[BEGIN EXERCISE DATA]

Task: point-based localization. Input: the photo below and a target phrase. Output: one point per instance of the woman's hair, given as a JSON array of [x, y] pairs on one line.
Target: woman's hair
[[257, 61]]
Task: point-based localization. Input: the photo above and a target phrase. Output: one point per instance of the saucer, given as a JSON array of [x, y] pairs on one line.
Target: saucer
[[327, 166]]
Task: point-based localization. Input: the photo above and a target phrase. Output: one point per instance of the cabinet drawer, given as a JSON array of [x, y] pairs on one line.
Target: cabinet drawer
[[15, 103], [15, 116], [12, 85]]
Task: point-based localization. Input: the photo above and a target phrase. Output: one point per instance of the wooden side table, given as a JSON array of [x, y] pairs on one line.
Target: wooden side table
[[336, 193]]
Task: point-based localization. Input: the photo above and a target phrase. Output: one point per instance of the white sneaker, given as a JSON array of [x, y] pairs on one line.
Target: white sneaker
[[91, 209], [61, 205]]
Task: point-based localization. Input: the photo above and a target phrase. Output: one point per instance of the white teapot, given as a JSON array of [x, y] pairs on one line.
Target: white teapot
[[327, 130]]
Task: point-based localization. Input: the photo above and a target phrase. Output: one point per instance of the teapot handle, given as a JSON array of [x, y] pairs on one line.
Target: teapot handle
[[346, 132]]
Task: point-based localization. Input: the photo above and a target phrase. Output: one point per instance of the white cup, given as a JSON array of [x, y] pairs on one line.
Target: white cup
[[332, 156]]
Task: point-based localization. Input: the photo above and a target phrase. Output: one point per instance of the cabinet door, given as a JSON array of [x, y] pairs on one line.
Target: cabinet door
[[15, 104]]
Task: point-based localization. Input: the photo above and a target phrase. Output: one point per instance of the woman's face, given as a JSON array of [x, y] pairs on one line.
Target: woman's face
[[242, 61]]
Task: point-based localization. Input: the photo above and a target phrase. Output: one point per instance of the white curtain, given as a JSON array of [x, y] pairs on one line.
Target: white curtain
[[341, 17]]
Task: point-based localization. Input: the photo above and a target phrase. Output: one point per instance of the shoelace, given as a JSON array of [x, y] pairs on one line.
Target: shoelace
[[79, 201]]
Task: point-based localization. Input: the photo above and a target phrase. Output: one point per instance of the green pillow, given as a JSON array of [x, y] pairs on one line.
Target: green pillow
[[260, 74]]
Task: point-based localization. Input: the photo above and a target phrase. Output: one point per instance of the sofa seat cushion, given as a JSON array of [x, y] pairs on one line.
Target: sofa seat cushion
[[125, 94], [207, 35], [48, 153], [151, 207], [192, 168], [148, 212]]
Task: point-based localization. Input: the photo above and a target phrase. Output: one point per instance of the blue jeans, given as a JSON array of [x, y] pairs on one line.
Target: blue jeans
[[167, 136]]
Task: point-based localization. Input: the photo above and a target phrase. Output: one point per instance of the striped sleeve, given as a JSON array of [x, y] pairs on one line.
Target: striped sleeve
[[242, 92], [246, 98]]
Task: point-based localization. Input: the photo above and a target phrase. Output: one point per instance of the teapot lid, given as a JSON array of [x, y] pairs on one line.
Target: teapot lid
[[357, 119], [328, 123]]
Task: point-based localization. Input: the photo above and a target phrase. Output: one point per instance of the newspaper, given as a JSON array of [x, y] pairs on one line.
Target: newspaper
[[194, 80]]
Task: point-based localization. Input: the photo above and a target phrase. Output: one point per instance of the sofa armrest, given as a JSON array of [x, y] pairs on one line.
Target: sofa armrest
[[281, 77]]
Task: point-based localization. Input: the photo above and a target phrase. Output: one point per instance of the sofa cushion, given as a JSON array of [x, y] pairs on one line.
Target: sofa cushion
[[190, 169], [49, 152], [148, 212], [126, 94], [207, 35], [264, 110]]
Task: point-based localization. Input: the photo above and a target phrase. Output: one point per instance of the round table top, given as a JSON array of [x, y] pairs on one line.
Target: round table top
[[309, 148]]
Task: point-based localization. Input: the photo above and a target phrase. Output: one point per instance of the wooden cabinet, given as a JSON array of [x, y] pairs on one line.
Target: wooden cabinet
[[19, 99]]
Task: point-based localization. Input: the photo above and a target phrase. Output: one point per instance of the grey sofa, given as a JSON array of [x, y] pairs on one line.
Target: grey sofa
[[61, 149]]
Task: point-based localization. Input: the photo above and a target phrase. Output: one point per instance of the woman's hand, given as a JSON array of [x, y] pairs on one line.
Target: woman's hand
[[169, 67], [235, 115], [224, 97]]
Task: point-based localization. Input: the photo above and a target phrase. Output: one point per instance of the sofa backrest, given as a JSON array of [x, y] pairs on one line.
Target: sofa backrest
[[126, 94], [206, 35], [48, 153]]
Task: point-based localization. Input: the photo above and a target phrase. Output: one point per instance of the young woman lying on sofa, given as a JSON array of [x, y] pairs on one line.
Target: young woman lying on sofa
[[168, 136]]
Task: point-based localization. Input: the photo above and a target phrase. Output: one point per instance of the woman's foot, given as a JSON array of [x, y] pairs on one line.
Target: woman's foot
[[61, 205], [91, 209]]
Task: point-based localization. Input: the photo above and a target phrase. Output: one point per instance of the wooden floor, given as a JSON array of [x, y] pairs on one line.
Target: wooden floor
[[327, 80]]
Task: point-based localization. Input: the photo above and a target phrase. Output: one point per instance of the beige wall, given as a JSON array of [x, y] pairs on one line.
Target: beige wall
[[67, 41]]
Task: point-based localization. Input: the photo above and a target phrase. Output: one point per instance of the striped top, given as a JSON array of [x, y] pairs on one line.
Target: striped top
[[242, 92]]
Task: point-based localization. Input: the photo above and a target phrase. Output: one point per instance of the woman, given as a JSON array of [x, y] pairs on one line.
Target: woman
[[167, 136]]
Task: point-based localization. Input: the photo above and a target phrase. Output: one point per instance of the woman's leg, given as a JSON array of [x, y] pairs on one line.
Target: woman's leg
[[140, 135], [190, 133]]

[END EXERCISE DATA]

- **DIRECTIONS**
From the listing above, extract all records word for word.

- **RESPONSE TO THIS EXERCISE**
Task: point-based localization. Input: the photo below and a target phrase. Output: one point per instance of the woman's hair, given as a JSON array of [x, y] pairs on one line.
Target: woman's hair
[[257, 61]]
Task: point-based localization. Input: the photo above and a target phrase. Output: one point per instance of the saucer, given as a JSON array of [x, y] pairs on one line.
Target: saucer
[[327, 166]]
Task: point-based localization. Input: the photo above and a target phrase. Output: one point per instance of the cabinet drawer, given as a JSON array of [x, y] pairs on one line.
Target: cabinet drawer
[[15, 103], [15, 116], [12, 85]]
Task: point-based localization. Input: the photo above and a target phrase. Output: one point per instance of the wooden side table, given as a JSON array of [x, y] pairs on one line.
Target: wooden side table
[[336, 193]]
Task: point-based localization. Input: the photo above and a target phrase. Output: one point per instance of the white sneaker, given as a JSON array of [x, y] pairs on one line.
Target: white sneaker
[[91, 209], [61, 205]]
Task: point-based localization. Input: the photo above and a target phrase. Output: one point per instance of the white teapot, given as a JSON array of [x, y] pairs on one line.
Target: white teapot
[[327, 130]]
Task: point-based localization. Input: the photo above and a target phrase. Output: one point per instance of the teapot handle, given as a JSON array of [x, y] pairs on one line.
Target: teapot handle
[[346, 132]]
Task: point-based localization. Input: the photo above and a target phrase. Output: one point per instance of the white cup, given as a JSON array of [x, y] pairs on one line.
Target: white cup
[[332, 156]]
Task: point-based localization. Input: the photo above and a target phrase. Output: one point per instance of the cabinet door, given as a JSON array of [x, y] pairs on one line.
Target: cabinet door
[[15, 104]]
Task: point-based localization. Input: the photo above and a target phrase. Output: one point per instance of the woman's face, given as a JSON array of [x, y] pairs on one line.
Target: woman's face
[[242, 61]]
Task: point-based localization. Input: the photo above and a target phrase. Output: one point per instance of the white curtain, given as a JSON array of [x, y] pairs on one line.
Target: white curtain
[[341, 17]]
Task: point-based localization. Input: the photo above and a target phrase. Output: one point per instance of the shoelace, given as a JSON array of [x, y] pairs on one line.
Target: shoelace
[[79, 201]]
Task: point-based localization. Input: the photo above and a target phrase. Output: one point per instance of the green pillow, given as a JSON array of [x, y] pairs on one line.
Target: green pillow
[[260, 74]]
Task: point-based localization. Input: the photo above and a target phrase. Output: one point per instance of the sofa seat cushion, given as a JSON array of [x, y] pairs on one line.
Target: sofa seat cushion
[[125, 94], [207, 35], [48, 153], [151, 207], [192, 168], [148, 212]]
Task: point-based localization. Input: the photo above and a target phrase. Output: one point per instance of the blue jeans, given as a JSON array of [x, y] pairs on one line.
Target: blue jeans
[[167, 136]]
Task: point-based localization. Input: the photo above and a target phrase. Output: one point per instance of the striped sleeve, given as a JSON array of [x, y] pairs on one line.
Target: striped sleeve
[[242, 92], [246, 98]]
Task: point-based localization. Input: the photo above and a target phrase. Output: one point per instance of the teapot lid, given as a JSON array of [x, y] pairs on one line.
Target: teapot lid
[[357, 119], [328, 123]]
Task: point-based localization. Input: the photo above and a target phrase. Output: one point per instance of the newspaper, given as a JSON array of [x, y] pairs on one line.
Target: newspaper
[[194, 80]]
Task: point-based localization. Input: the photo above and a target phrase. Output: one point per instance of the sofa armrest, given as a JSON array of [x, y] pairs on one line.
Target: sofa armrest
[[281, 77]]
Task: point-based localization. Input: the photo above and a target phrase. Output: one point per instance of the sofa cushion, given as a JSON array of [x, y] pairs on one line.
Target: sofa cushion
[[190, 169], [49, 152], [148, 212], [126, 94], [207, 35], [264, 110]]
Task: point-based localization. Input: the photo above and a target phrase. Output: one point per instance of the round table top, given as a JSON array of [x, y] pairs on one line.
Target: round table top
[[309, 148]]
Task: point-based localization. Input: the photo above and a target phrase. Output: one point per instance of the wooden cabinet, given as a JSON array of [x, y] pairs on one line.
Target: wooden cabinet
[[19, 99]]
Task: point-based localization. Input: the photo above and a target phrase. Output: one point per instance of the grey sofa, given as a JSON array of [x, y] pairs on one line.
Target: grey sofa
[[61, 149]]
Task: point-based localization. Input: the photo above and a target phrase. Output: one point per instance of the woman's hand, given as a JSON array of [x, y] pairs on one line.
Target: woman's hand
[[169, 67], [235, 115], [224, 97]]
Task: point-based localization. Input: the photo above and a target phrase. Output: one point per instance of the sofa backrest, given as a JSON array of [x, y] pairs on one line.
Target: sofa backrest
[[126, 94], [206, 35], [48, 153]]
Task: point-based localization. Input: the photo above and a target phrase. Output: one point per instance of the young woman lying on sofa, given as a JSON array of [x, y] pairs on one line.
Target: young woman lying on sofa
[[168, 136]]
Task: point-based localization. Input: the photo above and a target phrase. Output: one point per instance of the woman's foot, given as a JSON array of [x, y] pairs on one line.
Target: woman's foot
[[61, 205], [91, 209]]
Task: point-based localization. Input: the photo above and a target phrase. Output: one point per instance of the wooden floor, given as a JSON array of [x, y] pairs on one line.
Target: wooden floor
[[327, 80]]
Task: point-based localization. Input: the photo above and a target phrase. Output: one point per instance of the beige wall, given as a JSON array of [x, y] pairs on one line.
Target: beige wall
[[67, 41]]
Task: point-based localization. Input: the photo above and a target phrase. Output: one point per instance of the striped top, given as a JSON array of [x, y] pairs on one line.
Target: striped top
[[242, 92]]
Task: point-based localization. Input: the photo above and a target phrase. Output: one point per instance of the woman, given as a JSON array of [x, y] pairs on one line.
Target: woman
[[167, 136]]
Task: point-based localization. Input: the photo above and a target phrase. Output: one point per instance of the woman's leg, given as a JSON array of [x, y] pairs on one line.
Target: woman's leg
[[140, 135], [190, 133]]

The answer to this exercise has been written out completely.